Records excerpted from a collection
────────────────────────────────────────
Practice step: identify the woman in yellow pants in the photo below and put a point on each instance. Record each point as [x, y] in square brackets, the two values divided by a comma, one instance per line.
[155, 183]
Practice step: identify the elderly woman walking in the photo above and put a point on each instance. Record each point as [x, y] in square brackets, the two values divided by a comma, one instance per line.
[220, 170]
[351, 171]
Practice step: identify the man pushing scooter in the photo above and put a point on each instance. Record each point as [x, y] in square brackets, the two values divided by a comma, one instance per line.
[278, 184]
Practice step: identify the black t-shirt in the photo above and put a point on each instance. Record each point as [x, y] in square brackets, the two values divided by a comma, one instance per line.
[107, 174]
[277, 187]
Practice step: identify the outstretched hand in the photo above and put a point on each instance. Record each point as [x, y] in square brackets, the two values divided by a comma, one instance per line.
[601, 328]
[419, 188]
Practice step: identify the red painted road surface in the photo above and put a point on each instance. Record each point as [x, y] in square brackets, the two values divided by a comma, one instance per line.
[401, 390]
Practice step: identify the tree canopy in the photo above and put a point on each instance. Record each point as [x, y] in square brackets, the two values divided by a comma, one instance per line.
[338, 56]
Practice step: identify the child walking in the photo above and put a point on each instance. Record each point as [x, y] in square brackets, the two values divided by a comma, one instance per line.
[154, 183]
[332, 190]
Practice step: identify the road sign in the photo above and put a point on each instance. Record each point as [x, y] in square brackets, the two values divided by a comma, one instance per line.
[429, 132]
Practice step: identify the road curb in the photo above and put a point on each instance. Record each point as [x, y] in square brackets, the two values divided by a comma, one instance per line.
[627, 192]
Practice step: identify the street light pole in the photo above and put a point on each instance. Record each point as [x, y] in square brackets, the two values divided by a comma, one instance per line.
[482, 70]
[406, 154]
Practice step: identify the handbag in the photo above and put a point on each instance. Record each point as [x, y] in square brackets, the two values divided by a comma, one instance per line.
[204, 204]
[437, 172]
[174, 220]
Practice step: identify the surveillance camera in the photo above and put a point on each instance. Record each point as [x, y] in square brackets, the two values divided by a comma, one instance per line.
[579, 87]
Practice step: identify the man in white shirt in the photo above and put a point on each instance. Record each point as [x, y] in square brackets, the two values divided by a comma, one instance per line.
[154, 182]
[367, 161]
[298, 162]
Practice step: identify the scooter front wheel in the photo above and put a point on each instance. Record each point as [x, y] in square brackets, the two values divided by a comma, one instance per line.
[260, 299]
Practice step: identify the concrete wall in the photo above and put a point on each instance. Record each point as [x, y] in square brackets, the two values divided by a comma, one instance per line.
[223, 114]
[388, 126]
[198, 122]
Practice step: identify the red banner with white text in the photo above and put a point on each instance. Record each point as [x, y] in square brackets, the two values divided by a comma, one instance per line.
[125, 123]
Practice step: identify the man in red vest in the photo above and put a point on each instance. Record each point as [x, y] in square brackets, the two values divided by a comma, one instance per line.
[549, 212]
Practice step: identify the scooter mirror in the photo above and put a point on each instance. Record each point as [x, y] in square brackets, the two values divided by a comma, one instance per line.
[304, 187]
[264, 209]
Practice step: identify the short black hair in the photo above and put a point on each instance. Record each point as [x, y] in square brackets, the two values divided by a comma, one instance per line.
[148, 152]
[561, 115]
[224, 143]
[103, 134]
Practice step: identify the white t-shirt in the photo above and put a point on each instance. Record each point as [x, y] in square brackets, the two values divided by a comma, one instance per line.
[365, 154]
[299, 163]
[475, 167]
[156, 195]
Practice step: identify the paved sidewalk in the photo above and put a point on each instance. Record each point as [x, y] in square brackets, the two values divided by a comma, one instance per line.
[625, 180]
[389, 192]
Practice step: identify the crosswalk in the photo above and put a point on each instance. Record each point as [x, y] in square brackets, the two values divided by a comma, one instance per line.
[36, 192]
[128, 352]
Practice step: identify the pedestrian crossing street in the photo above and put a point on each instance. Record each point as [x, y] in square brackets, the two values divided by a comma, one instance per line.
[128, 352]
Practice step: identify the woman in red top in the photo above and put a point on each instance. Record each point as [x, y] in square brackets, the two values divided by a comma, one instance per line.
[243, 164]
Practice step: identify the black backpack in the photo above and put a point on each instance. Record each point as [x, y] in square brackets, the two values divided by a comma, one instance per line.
────────────────────────────────────────
Set problem
Reproduce the listing word for word, from the line containing "Practice step: identify the woman in red" through the end of the listing, both ends included.

The output
Practice step: identify the woman in red top in the photo above and put a point on each instance. Record each point as [x, y] in square brackets, the two values divided by a comma, one instance per line.
[243, 164]
Practice step: identify the black backpack in the photo above and put a point on each instance. Record each point as [x, y] in square brackets, the two values divided by a comma, one instance per line.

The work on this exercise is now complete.